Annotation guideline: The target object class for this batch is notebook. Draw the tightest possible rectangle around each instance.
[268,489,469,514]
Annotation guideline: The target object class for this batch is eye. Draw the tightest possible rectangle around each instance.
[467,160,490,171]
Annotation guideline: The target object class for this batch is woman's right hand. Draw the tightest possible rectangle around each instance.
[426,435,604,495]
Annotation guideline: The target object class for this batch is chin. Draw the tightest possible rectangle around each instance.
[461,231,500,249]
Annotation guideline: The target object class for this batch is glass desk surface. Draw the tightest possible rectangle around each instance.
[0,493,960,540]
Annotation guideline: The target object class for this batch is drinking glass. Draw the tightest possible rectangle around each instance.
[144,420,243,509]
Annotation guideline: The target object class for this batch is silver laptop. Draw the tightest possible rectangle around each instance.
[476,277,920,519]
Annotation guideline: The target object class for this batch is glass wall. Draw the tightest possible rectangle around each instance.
+---+
Copy out every line of the data above word for word.

▶ [Solution below]
Annotation guideline: The target object class for this batch is notebook. Draw the tightest possible rectangle around each instance.
[268,489,469,514]
Annotation guideline: The target object class for this batch is eye. Draw the tightest possible rectangle around each instance.
[467,160,490,171]
Annotation guideline: The target object class for this batch is woman's right hand. Draw the tightest possible rectangle around each instance.
[426,435,604,495]
Annotation guideline: The target object class for this batch is chin. Draw the tightest possible rectangle around each instance.
[461,231,500,249]
Annotation guideline: The target object class for this batch is glass desk surface. Draw the tightest possible rectangle around each instance.
[0,493,960,540]
Annotation guideline: The target object class for this batch is drinking glass. Draw the tightest possible rectangle around each instance.
[144,420,243,509]
Annotation guideline: The target object class for this batch is silver laptop. Draw the tightest possible rectangle around each instance.
[476,277,920,519]
Annotation guideline: The target object class for this batch is glass wall. Draw the tightest possible rectangle around each instance.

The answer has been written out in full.